Do I Dare Eat A Peach? is a group exhibition celebrating gathering, consumption, and aging through the perspectives of five emerging female artists from the U.S. and U.K. Inspired by T.S. Eliot’s The Love Song of J. Alfred Prufrock, the title symbolizes anxieties around judgment, particularly regarding femininity and sensuality. The works depict women reclaiming their narratives and challenging societal taboos, exploring themes of empowerment, identity, and community through gatherings, food, and drink. Featuring paintings, ceramics, and sculpture, the exhibition redefines stereotypes surrounding women’s bodies, eating habits, and societal expectations, offering a powerful critique and celebration of female representation.

> _COLLECTED DATA_
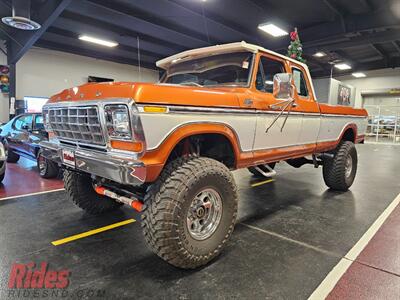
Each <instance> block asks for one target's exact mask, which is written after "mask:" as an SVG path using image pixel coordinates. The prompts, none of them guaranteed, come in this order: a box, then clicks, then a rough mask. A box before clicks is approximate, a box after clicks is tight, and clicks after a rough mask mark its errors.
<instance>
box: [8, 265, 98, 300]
mask: <svg viewBox="0 0 400 300" xmlns="http://www.w3.org/2000/svg"><path fill="white" fill-rule="evenodd" d="M70 275H71V272H70V271H69V270H67V269H61V270H52V269H50V268H49V264H48V263H47V262H41V263H40V264H36V263H34V262H29V263H26V264H21V263H14V264H13V265H12V266H11V272H10V277H9V280H8V288H9V290H8V298H29V299H30V298H49V297H51V298H57V297H59V298H70V297H71V296H73V295H74V296H75V297H77V298H87V297H105V290H94V289H80V290H73V291H71V290H68V289H67V288H68V286H69V284H70Z"/></svg>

> _TASK SET_
1 - According to the exhibition description, which poem inspired the title?
2 - In the exhibition description, rewrite the passage from "Do I Dare Eat" up to and including "of female representation.", substituting "show" for "exhibition".
3 - Carry on the exhibition description from the point where it stops.
The listing is separate material and has no connection to the exhibition description.

> _SOLVED PROBLEMS_
1 - T.S. Eliot's The Love Song of J. Alfred Prufrock.

2 -
Do I Dare Eat A Peach? is a group show celebrating gathering, consumption, and aging through the perspectives of five emerging female artists from the U.S. and U.K. Inspired by T.S. Eliot’s The Love Song of J. Alfred Prufrock, the title symbolizes anxieties around judgment, particularly regarding femininity and sensuality. The works depict women reclaiming their narratives and challenging societal taboos, exploring themes of empowerment, identity, and community through gatherings, food, and drink. Featuring paintings, ceramics, and sculpture, the show redefines stereotypes surrounding women’s bodies, eating habits, and societal expectations, offering a powerful critique and celebration of female representation.

3 -
Morgane Richer La Flèche is a Canadian-born, New York-based multidisciplinary artist. A self-taught artist, she works primarily in oil paint, pastels, soft sculpture, and video. She is inspired by the world-building of Florine Stettheimer and Lewis Carroll, the theatrical arts, lyric poetry, French literature, her Catholic upbringing, body horror, and the Rococo period. Her work is visceral, as in pink for flesh and red for blood, as in decadence of excess but also of decay and decomposition. Whether in paint, pastel or wool felt, her textures are simultaneously viscous and diaphanous. While her paintings are steeped in narrative, she plays with abstraction to create sinister landscapes that are always swirling, deteriorating and melding—a nod to hyperspace, virtual realities, and the architecture of cathedrals arching towards heaven.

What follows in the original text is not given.